**TASK BRIEF:** Collect each line in the listing below that contains the word "flower", and copy those lines out. Case counts, so only exact-case matches qualify.

=-=-=

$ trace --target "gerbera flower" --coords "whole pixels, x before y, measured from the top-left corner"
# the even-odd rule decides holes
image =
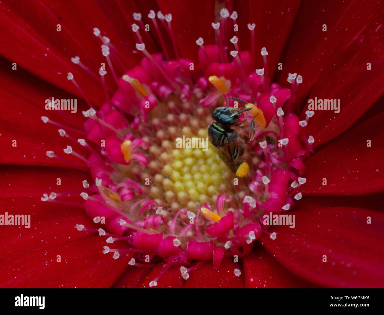
[[[383,286],[382,5],[2,4],[2,286]]]

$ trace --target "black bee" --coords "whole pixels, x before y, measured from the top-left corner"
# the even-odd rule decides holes
[[[248,103],[245,101],[229,97],[227,98],[227,107],[217,107],[212,112],[212,117],[215,121],[212,122],[208,127],[208,137],[212,144],[218,148],[217,154],[224,163],[233,173],[242,163],[236,161],[236,158],[244,153],[244,142],[238,136],[242,137],[247,142],[252,142],[255,138],[255,120],[252,120],[251,126],[250,137],[245,135],[238,133],[231,128],[234,126],[243,127],[247,123],[248,111],[251,107],[239,109],[228,107],[229,99],[234,100],[244,104]],[[245,117],[241,124],[237,122],[243,113]]]

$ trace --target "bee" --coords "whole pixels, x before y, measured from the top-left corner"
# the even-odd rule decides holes
[[[255,120],[252,120],[251,125],[250,137],[238,133],[232,127],[237,126],[242,127],[247,123],[250,107],[244,109],[229,107],[229,99],[238,101],[245,104],[248,103],[245,101],[230,97],[227,98],[227,107],[217,107],[212,112],[212,118],[215,120],[208,127],[208,137],[212,144],[217,148],[217,154],[220,158],[233,173],[238,176],[243,176],[248,172],[248,165],[246,162],[236,160],[244,153],[245,146],[243,141],[239,136],[248,142],[252,142],[255,138]],[[243,113],[245,117],[241,123],[237,123],[240,117]],[[244,175],[239,175],[238,172],[239,167],[242,164],[247,164],[247,170]]]

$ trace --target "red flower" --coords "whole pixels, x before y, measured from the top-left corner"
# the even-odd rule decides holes
[[[0,215],[6,212],[10,215],[30,215],[31,225],[30,228],[0,226],[3,231],[0,245],[3,249],[0,255],[0,273],[3,275],[0,286],[143,287],[150,285],[155,279],[157,287],[384,286],[381,263],[384,257],[381,250],[381,230],[384,227],[381,211],[384,177],[381,175],[384,154],[384,133],[381,129],[384,113],[383,98],[380,98],[384,92],[382,4],[352,2],[324,4],[282,1],[278,4],[268,1],[257,3],[228,2],[225,5],[229,13],[237,13],[238,17],[235,20],[235,16],[226,17],[225,11],[222,11],[223,17],[215,19],[214,1],[205,2],[204,7],[195,1],[184,0],[177,3],[157,0],[152,2],[148,7],[140,2],[58,4],[45,1],[31,6],[6,2],[2,5],[0,23],[3,42],[0,53],[3,57],[3,71],[0,77],[3,83],[3,126],[0,139],[3,149],[1,172],[5,179],[2,181],[3,205]],[[160,15],[161,18],[155,20],[162,34],[160,37],[153,20],[147,16],[150,10],[172,13],[170,28],[170,16],[164,19]],[[30,15],[31,11],[34,15]],[[132,15],[139,12],[143,13],[141,18],[136,13]],[[221,22],[219,31],[212,28],[214,21]],[[256,27],[250,31],[247,25],[254,22]],[[145,50],[140,43],[140,38],[131,31],[130,25],[132,23],[140,27]],[[235,33],[241,49],[238,55],[237,52],[232,53],[236,46],[229,42],[233,35],[231,29],[233,23],[238,27],[238,32]],[[150,32],[145,32],[146,24],[150,26]],[[94,28],[96,27],[102,33]],[[137,30],[136,27],[132,28]],[[215,47],[204,45],[204,49],[198,53],[196,39],[201,36],[205,44],[213,43],[215,32],[218,35],[220,30],[222,37],[217,36],[218,44]],[[108,38],[102,37],[103,35]],[[139,46],[135,48],[137,42]],[[101,43],[103,55],[100,53]],[[226,46],[228,53],[224,49]],[[170,48],[172,47],[173,49]],[[258,55],[263,47],[268,49],[268,68]],[[142,52],[146,53],[147,51],[147,58],[153,58],[155,63],[143,59]],[[161,55],[155,53],[161,51],[169,62],[162,63]],[[81,58],[74,57],[78,55]],[[228,58],[228,62],[226,58]],[[176,61],[171,61],[175,59]],[[189,76],[190,60],[195,69],[192,76]],[[156,62],[161,64],[161,70],[154,65]],[[104,63],[105,68],[101,63]],[[139,64],[140,66],[136,66]],[[97,72],[101,65],[99,77]],[[259,76],[260,72],[252,73],[255,68],[263,67],[263,77]],[[104,76],[106,70],[108,75]],[[114,71],[117,73],[116,82]],[[291,80],[293,83],[291,93],[280,85],[290,88],[286,80],[288,72],[294,72],[301,76],[302,83],[294,76]],[[118,78],[124,74],[127,76]],[[216,77],[211,79],[212,76]],[[208,85],[208,77],[213,85]],[[175,82],[175,78],[179,78],[192,83],[189,85]],[[268,80],[270,83],[275,81],[280,85],[270,86]],[[240,88],[246,81],[252,93]],[[190,88],[192,86],[196,90]],[[235,88],[237,89],[234,91]],[[172,92],[178,89],[179,92],[175,92],[179,98],[178,101],[188,104],[191,97],[195,97],[203,105],[199,105],[199,108],[210,107],[204,110],[205,111],[196,109],[196,113],[191,113],[189,111],[192,107],[178,107],[170,102],[167,105],[172,115],[167,117],[168,120],[157,119],[164,108],[158,101],[172,97]],[[110,99],[112,92],[113,97]],[[213,222],[207,232],[215,238],[215,244],[213,241],[205,243],[190,241],[185,254],[188,256],[187,258],[188,261],[197,260],[197,263],[193,262],[187,268],[181,264],[174,266],[153,254],[150,255],[149,263],[144,259],[140,262],[137,259],[132,260],[136,257],[135,248],[147,247],[144,249],[151,252],[161,248],[157,253],[166,257],[171,252],[177,255],[172,251],[174,248],[172,244],[185,245],[177,242],[175,245],[173,237],[163,238],[162,235],[158,236],[160,233],[148,231],[149,228],[156,230],[156,227],[163,225],[161,221],[163,218],[164,222],[169,222],[174,217],[174,210],[180,207],[177,209],[172,204],[173,198],[177,197],[179,199],[175,200],[181,203],[185,197],[182,194],[176,196],[174,192],[184,192],[180,185],[185,188],[191,181],[175,181],[182,183],[175,188],[176,197],[168,195],[170,201],[163,201],[164,204],[161,203],[161,198],[156,198],[164,192],[156,188],[149,192],[145,184],[137,182],[147,178],[152,182],[159,180],[152,176],[156,172],[160,173],[157,172],[159,165],[163,167],[159,169],[166,173],[166,168],[164,168],[168,165],[167,161],[161,152],[156,151],[158,148],[155,145],[161,141],[165,150],[169,148],[163,131],[169,129],[170,133],[173,132],[179,136],[175,131],[177,129],[172,128],[172,123],[179,120],[183,124],[183,120],[188,120],[189,123],[192,122],[191,125],[200,128],[204,125],[205,128],[205,118],[218,104],[217,102],[222,101],[223,95],[253,102],[257,107],[252,107],[249,112],[254,116],[255,111],[263,114],[264,121],[259,120],[261,115],[256,118],[260,125],[265,123],[267,127],[271,121],[280,127],[278,118],[273,118],[279,108],[288,113],[291,109],[302,121],[306,119],[308,122],[309,119],[306,127],[304,123],[299,126],[296,123],[299,119],[296,116],[284,117],[285,128],[291,126],[292,128],[285,129],[284,139],[288,139],[288,145],[280,156],[285,157],[286,161],[295,162],[284,167],[282,164],[281,167],[277,168],[277,172],[274,172],[275,169],[268,168],[268,157],[275,165],[283,164],[285,160],[271,155],[270,148],[264,150],[263,146],[262,149],[257,145],[247,145],[244,160],[252,160],[253,156],[247,157],[247,155],[257,153],[260,159],[254,165],[257,165],[262,173],[255,172],[255,178],[257,180],[251,178],[252,183],[247,183],[249,192],[236,192],[237,198],[242,197],[239,200],[244,198],[243,209],[236,211],[240,207],[237,202],[225,197],[228,205],[235,205],[235,211],[233,215],[230,211],[228,215],[222,207],[217,206],[220,219],[215,216],[218,217],[218,214],[211,211],[210,205],[204,203],[210,201],[210,205],[214,206],[212,200],[217,197],[215,187],[207,185],[207,192],[204,195],[209,196],[209,200],[199,202],[200,207],[205,209],[202,213]],[[276,108],[270,101],[271,95],[277,100]],[[79,112],[70,114],[64,110],[46,110],[45,100],[52,97],[58,100],[78,98]],[[310,118],[311,114],[306,113],[307,100],[315,97],[340,100],[340,112],[318,110]],[[150,110],[146,107],[148,104]],[[92,120],[94,117],[90,107],[97,109],[98,119]],[[79,114],[82,111],[88,117],[84,125],[86,132],[82,127],[83,116]],[[193,120],[195,115],[199,119]],[[47,123],[42,122],[40,119],[42,116],[48,117]],[[149,132],[145,127],[148,120],[156,132],[152,138],[146,133]],[[58,135],[59,128],[65,130],[61,132],[61,137]],[[259,130],[260,132],[263,131],[262,129]],[[278,130],[282,133],[281,129]],[[303,130],[305,132],[300,131]],[[183,130],[185,133],[191,132],[190,128]],[[142,140],[134,133],[141,135]],[[310,135],[314,142],[308,137]],[[75,142],[79,138],[79,144],[71,142],[72,137]],[[101,157],[97,155],[98,152],[94,152],[97,148],[92,143],[99,143],[104,140],[107,141]],[[300,163],[305,160],[300,157],[305,157],[310,153],[312,143],[315,153],[304,164]],[[147,144],[152,146],[149,155],[145,151]],[[272,143],[270,144],[273,146]],[[70,148],[67,147],[68,145]],[[276,145],[274,147],[277,150]],[[71,154],[62,153],[65,148],[65,152]],[[51,150],[55,153],[50,153]],[[47,151],[50,152],[46,154]],[[263,152],[266,152],[265,161],[261,160],[264,158]],[[53,154],[65,160],[48,158]],[[79,157],[85,159],[86,163],[79,162]],[[215,155],[212,158],[218,158]],[[159,163],[156,164],[158,160]],[[134,180],[122,177],[122,172],[117,175],[114,172],[116,168],[111,166],[114,163],[128,164],[124,167],[128,168],[124,169],[129,170]],[[207,164],[209,167],[204,167],[209,170],[218,165],[215,162]],[[172,167],[175,169],[175,165]],[[141,170],[141,167],[146,168]],[[207,172],[206,168],[203,173]],[[288,191],[287,198],[287,185],[290,189],[288,183],[302,173],[306,182],[303,177],[296,180],[303,183],[302,186],[298,186],[300,192],[294,185],[294,188]],[[87,183],[91,184],[96,178],[102,180],[103,187],[97,183],[97,187],[91,184],[86,188],[88,193],[83,195],[88,199],[86,213],[79,195],[88,187]],[[212,178],[210,177],[210,180],[217,182],[222,180],[221,177]],[[161,183],[168,187],[170,184],[164,179]],[[84,180],[86,182],[82,186],[81,183]],[[199,181],[195,180],[192,182]],[[174,188],[177,185],[175,182],[171,183]],[[223,180],[223,184],[226,182]],[[108,187],[110,189],[106,189]],[[248,189],[246,186],[242,187]],[[222,188],[223,193],[229,189],[225,185]],[[98,189],[101,195],[96,194]],[[194,189],[188,190],[190,201],[194,197]],[[202,189],[205,189],[205,186]],[[258,205],[250,205],[255,200],[246,195],[257,197],[260,193],[259,197],[262,199],[263,192],[268,189],[268,195],[271,196],[269,199],[259,203],[257,198]],[[213,190],[212,196],[209,195],[209,189]],[[165,188],[164,190],[170,190]],[[41,196],[48,191],[56,193],[49,197],[47,195],[43,198],[46,201],[42,202]],[[62,192],[65,193],[60,195]],[[301,195],[296,195],[299,192]],[[96,194],[93,198],[98,201],[92,199],[94,193]],[[154,205],[152,200],[146,199],[144,204],[132,203],[143,194],[152,194],[155,197],[152,198],[164,209],[165,206],[170,205],[170,211],[165,211],[164,215],[161,211],[157,211],[157,215],[154,213],[152,216],[146,217],[141,220],[142,225],[126,217],[125,225],[121,225],[124,216],[107,213],[111,207],[118,208],[120,203],[126,201],[133,210],[138,204],[139,211],[147,211]],[[295,202],[289,213],[296,216],[295,228],[286,225],[268,227],[259,225],[258,227],[252,225],[259,224],[254,220],[253,208],[260,206],[264,210],[270,208],[276,212],[278,208],[282,212],[281,206],[286,207],[286,202],[288,207],[293,205],[291,195],[297,195],[296,199],[303,197]],[[198,195],[198,199],[199,197]],[[108,204],[106,200],[109,202]],[[99,224],[89,220],[89,216],[96,217],[94,222],[98,223],[98,216],[95,214],[99,210],[104,212],[106,221],[105,229],[101,230],[96,230]],[[187,225],[190,217],[183,212],[180,216],[183,214],[180,220]],[[236,226],[237,215],[240,215],[245,220],[248,214],[247,224]],[[81,224],[85,227],[78,226],[83,231],[74,228]],[[196,225],[195,230],[198,234]],[[172,225],[168,227],[173,228]],[[116,239],[113,250],[118,254],[114,258],[119,256],[118,259],[101,252],[103,246],[106,245],[105,238],[98,235],[96,231],[112,238],[110,240]],[[132,236],[130,243],[134,245],[133,248],[127,247],[126,241],[131,240],[131,237],[123,234],[126,231],[139,231],[134,232]],[[233,237],[230,234],[231,231],[234,231]],[[229,252],[217,245],[223,244],[220,241],[231,237],[237,238],[233,239],[234,243],[235,240],[241,244],[235,249],[238,250],[240,256],[247,253],[248,249],[250,252],[234,265],[233,257],[225,253]],[[252,242],[256,239],[258,240],[253,243],[252,249]],[[199,245],[202,243],[205,247],[203,249]],[[234,250],[232,250],[233,253]],[[104,247],[105,252],[109,250],[112,251]],[[203,261],[210,259],[207,253],[213,257],[212,263]],[[178,259],[183,257],[185,258],[181,255]],[[167,268],[164,268],[164,265]],[[184,269],[180,270],[180,266]]]

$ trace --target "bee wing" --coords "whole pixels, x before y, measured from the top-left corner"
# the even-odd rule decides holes
[[[223,145],[220,147],[217,150],[217,154],[229,169],[233,173],[236,173],[237,170],[236,164],[238,162],[233,160],[230,150],[229,146]]]

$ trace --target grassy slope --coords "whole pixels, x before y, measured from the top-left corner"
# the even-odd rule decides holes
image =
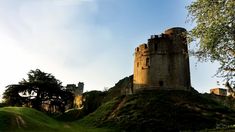
[[[106,128],[95,128],[76,122],[58,122],[37,110],[25,107],[0,108],[0,131],[82,131],[105,132]]]
[[[233,110],[185,91],[152,91],[111,100],[81,122],[126,131],[179,131],[233,125]]]

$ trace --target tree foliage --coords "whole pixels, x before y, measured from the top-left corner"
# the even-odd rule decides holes
[[[217,75],[232,80],[235,73],[234,0],[195,0],[188,7],[196,26],[189,32],[198,42],[195,55],[202,61],[218,61]]]
[[[74,98],[53,75],[39,69],[31,70],[28,79],[6,88],[3,98],[7,104],[30,106],[47,112],[63,112],[65,106],[71,104]]]

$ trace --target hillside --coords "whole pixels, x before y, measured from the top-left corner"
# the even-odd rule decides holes
[[[235,112],[199,93],[151,91],[106,102],[80,123],[125,131],[180,131],[233,125]]]
[[[81,131],[106,132],[106,128],[81,125],[73,122],[59,122],[32,108],[3,107],[0,108],[0,131]]]

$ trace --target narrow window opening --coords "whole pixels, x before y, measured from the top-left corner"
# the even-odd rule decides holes
[[[163,81],[159,81],[159,86],[162,87],[163,86]]]
[[[146,66],[150,66],[150,59],[146,58]]]
[[[157,45],[157,44],[155,44],[155,45],[154,45],[154,48],[155,48],[155,51],[157,51],[157,49],[158,49],[158,45]]]

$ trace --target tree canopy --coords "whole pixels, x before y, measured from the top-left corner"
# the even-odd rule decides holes
[[[39,69],[31,70],[28,79],[6,88],[3,98],[7,104],[30,106],[47,112],[63,112],[65,106],[71,104],[74,98],[53,75]]]
[[[189,32],[198,42],[195,55],[202,61],[218,61],[217,75],[232,81],[235,75],[234,0],[195,0],[188,7],[196,26]]]

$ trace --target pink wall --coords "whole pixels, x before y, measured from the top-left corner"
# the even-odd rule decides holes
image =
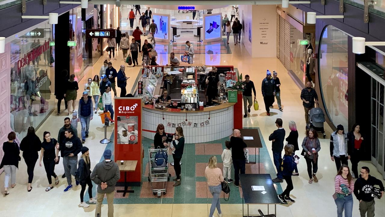
[[[4,53],[0,54],[0,161],[3,159],[3,142],[8,140],[11,132],[10,44],[5,44]],[[0,173],[3,169],[0,169]]]

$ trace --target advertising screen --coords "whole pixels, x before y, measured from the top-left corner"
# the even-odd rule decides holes
[[[155,38],[162,39],[168,39],[168,17],[154,15],[152,19],[158,27],[157,33],[155,33]],[[151,21],[152,22],[152,21]]]
[[[204,20],[204,38],[206,40],[221,37],[220,15],[206,16]]]

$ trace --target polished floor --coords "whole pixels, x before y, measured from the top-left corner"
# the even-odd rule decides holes
[[[144,38],[144,37],[142,40]],[[232,39],[230,39],[230,40],[232,40]],[[196,44],[194,44],[197,46]],[[199,45],[202,49],[206,47],[207,46],[204,43]],[[230,44],[229,45],[226,45],[226,46],[227,46],[226,49],[231,51],[230,53],[221,52],[217,55],[215,59],[211,58],[209,56],[208,57],[208,55],[205,54],[197,54],[194,58],[194,63],[233,65],[234,67],[238,68],[239,72],[242,73],[243,75],[248,74],[250,75],[251,80],[254,81],[256,85],[257,98],[259,103],[260,109],[258,111],[254,111],[252,109],[251,113],[248,117],[243,119],[243,126],[244,127],[258,127],[260,129],[260,133],[265,142],[265,149],[267,151],[264,154],[265,155],[263,157],[264,159],[272,159],[270,151],[271,143],[268,141],[268,138],[269,135],[276,129],[274,122],[276,118],[280,118],[283,119],[284,122],[283,127],[286,130],[287,134],[288,134],[289,131],[288,124],[288,121],[292,120],[296,123],[300,135],[298,141],[300,142],[304,136],[305,124],[303,109],[302,102],[300,98],[300,90],[288,74],[285,67],[279,60],[276,58],[251,58],[242,43],[237,46]],[[158,60],[158,63],[167,62],[168,55],[167,54],[172,52],[174,47],[160,43],[159,44],[157,44],[156,46],[168,48],[166,53],[165,52],[164,55],[160,55]],[[122,60],[121,51],[118,52],[116,58],[117,60],[112,61],[113,65],[116,68],[118,69],[119,65],[122,64],[127,65]],[[104,57],[100,58],[93,67],[89,67],[85,70],[85,76],[84,77],[93,77],[95,75],[99,74],[100,67],[102,65],[104,59],[106,58],[107,56],[106,54],[105,54]],[[130,90],[134,82],[134,78],[136,77],[140,68],[127,67],[127,66],[126,67],[126,74],[128,77],[131,77],[128,80],[127,88],[127,90]],[[260,86],[262,80],[265,76],[265,72],[267,69],[269,69],[271,71],[275,70],[278,72],[278,76],[282,84],[281,98],[284,111],[281,112],[276,109],[278,108],[278,106],[276,103],[274,105],[275,108],[271,110],[271,114],[272,115],[270,116],[267,116],[265,111],[263,109],[264,105],[261,93]],[[79,86],[83,86],[85,82],[85,79],[80,81]],[[117,89],[119,95],[120,92],[119,88]],[[78,99],[80,97],[81,93],[80,91],[78,92]],[[63,104],[62,103],[62,109],[64,108],[64,105],[62,105]],[[56,115],[56,110],[54,110],[37,131],[37,134],[41,137],[42,137],[43,131],[50,131],[53,137],[57,137],[59,129],[63,124],[64,117],[67,116],[65,112],[62,112],[60,115]],[[80,130],[80,124],[79,125],[78,131]],[[288,205],[278,205],[277,207],[277,216],[285,217],[324,217],[336,216],[336,205],[332,197],[334,191],[334,178],[336,175],[336,171],[335,163],[330,160],[329,154],[329,139],[328,138],[329,138],[331,132],[330,128],[326,125],[325,127],[327,135],[326,139],[320,139],[322,147],[320,152],[319,170],[317,173],[317,176],[320,180],[319,182],[313,183],[311,184],[308,183],[306,164],[305,163],[303,159],[301,159],[300,163],[298,165],[300,176],[293,177],[294,189],[291,193],[292,198],[296,202]],[[107,136],[110,136],[112,129],[112,127],[109,127],[107,130]],[[91,121],[90,137],[87,139],[84,145],[90,149],[92,168],[93,168],[95,164],[99,162],[102,158],[103,151],[106,148],[106,145],[102,144],[99,142],[99,141],[104,137],[103,131],[104,128],[100,117],[97,115],[95,114],[94,119]],[[217,146],[218,149],[220,150],[212,150],[215,152],[213,154],[216,154],[217,153],[221,152],[223,144],[218,144],[221,145]],[[197,151],[197,150],[198,152],[201,151],[201,147],[197,147],[196,146],[195,151]],[[192,154],[192,153],[191,153]],[[270,157],[268,155],[270,155]],[[266,164],[263,166],[265,168],[272,165],[271,160],[270,160],[270,161],[266,161],[264,163]],[[200,160],[199,161],[194,163],[203,163],[204,162]],[[367,166],[370,168],[371,175],[384,181],[381,178],[382,175],[377,171],[371,164],[366,162],[360,162],[359,164],[360,166],[363,165]],[[198,166],[198,167],[199,168],[199,166]],[[201,169],[199,170],[200,170]],[[196,173],[198,170],[196,171]],[[187,171],[186,170],[184,172],[187,173]],[[63,174],[64,170],[61,163],[55,167],[55,171],[60,176]],[[250,172],[253,172],[253,171],[251,170]],[[191,176],[193,177],[192,175]],[[202,181],[204,181],[203,179],[201,179],[201,175],[196,175],[196,181],[197,180],[201,180]],[[0,175],[0,191],[3,195],[4,193],[4,173]],[[9,189],[10,193],[9,195],[6,197],[2,195],[0,196],[0,216],[94,216],[95,205],[92,205],[89,207],[84,209],[78,207],[80,202],[80,186],[74,186],[69,192],[63,192],[63,190],[66,185],[65,179],[60,178],[59,185],[55,185],[55,188],[49,192],[45,192],[45,189],[48,186],[48,181],[44,167],[39,166],[38,163],[36,164],[35,169],[35,176],[32,183],[33,189],[30,192],[27,191],[27,181],[26,166],[23,160],[22,159],[19,164],[19,170],[17,173],[16,186],[14,188]],[[144,184],[147,184],[148,183]],[[151,199],[149,196],[146,195],[146,197],[148,197],[149,198],[147,203],[146,203],[145,200],[137,203],[135,199],[133,198],[129,202],[116,204],[114,205],[114,216],[179,217],[193,215],[207,217],[208,215],[211,204],[211,197],[208,196],[205,198],[204,196],[202,196],[203,197],[199,198],[206,200],[207,202],[201,201],[201,203],[197,203],[197,198],[196,194],[198,192],[196,191],[195,192],[190,192],[188,190],[189,186],[187,184],[183,183],[182,185],[183,185],[177,187],[174,190],[175,192],[178,191],[181,192],[181,190],[177,188],[184,188],[184,193],[181,193],[178,195],[179,197],[176,197],[181,198],[180,202],[178,200],[175,198],[172,200],[172,202],[170,202],[169,201],[169,198],[167,198],[167,195],[171,195],[171,194],[166,195],[164,198],[154,197],[151,198]],[[283,188],[286,185],[285,182],[281,185]],[[204,187],[203,186],[202,186]],[[142,186],[142,188],[144,187],[144,186]],[[148,185],[147,187],[148,187]],[[232,190],[235,190],[233,189],[232,189]],[[93,193],[94,196],[95,193],[95,192]],[[183,196],[182,196],[182,195]],[[236,195],[237,194],[234,193],[230,197],[235,197]],[[140,197],[139,195],[139,197]],[[87,196],[86,196],[85,197],[87,197]],[[116,196],[116,197],[117,196]],[[128,200],[130,200],[130,197],[129,196],[128,197]],[[192,201],[192,198],[196,198],[195,202],[189,202]],[[232,198],[232,199],[235,200]],[[156,203],[153,202],[154,200],[156,200]],[[164,202],[163,202],[163,200],[164,200]],[[183,202],[181,202],[182,200],[183,200]],[[221,199],[221,202],[222,201],[223,199]],[[118,202],[119,200],[116,202],[117,203]],[[384,200],[376,199],[376,216],[383,216],[384,214],[385,213]],[[241,216],[243,207],[238,202],[233,204],[225,203],[224,202],[221,207],[224,217]],[[244,208],[247,209],[247,207],[244,206]],[[258,209],[262,209],[265,214],[267,213],[267,207],[266,205],[250,205],[250,214],[256,214]],[[272,210],[274,210],[273,209],[274,207],[271,206],[270,209],[271,213]],[[103,206],[102,213],[102,216],[107,216],[107,206],[105,205]],[[359,216],[358,202],[355,199],[353,216],[358,217]]]

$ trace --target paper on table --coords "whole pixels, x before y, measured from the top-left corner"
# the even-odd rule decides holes
[[[253,191],[264,191],[264,186],[263,185],[251,185],[251,189]]]

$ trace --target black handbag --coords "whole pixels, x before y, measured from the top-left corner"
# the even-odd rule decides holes
[[[222,191],[223,192],[223,199],[226,201],[228,201],[230,198],[230,187],[229,187],[229,185],[225,181],[221,182],[221,185],[222,185]],[[229,197],[227,198],[227,200],[224,198],[225,193],[229,194]]]

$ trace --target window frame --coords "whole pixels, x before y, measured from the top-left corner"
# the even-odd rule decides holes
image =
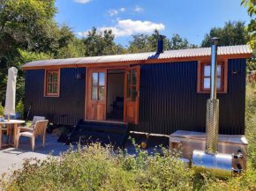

=-=-=

**RESPONSE FOR THIS EXERCISE:**
$ trace --target "gerbera flower" --coords "whole pixels, x before y, measured from the top-left corner"
$ trace --target "red flower" --coords "whole pixels, x before y, measured from the top-left corner"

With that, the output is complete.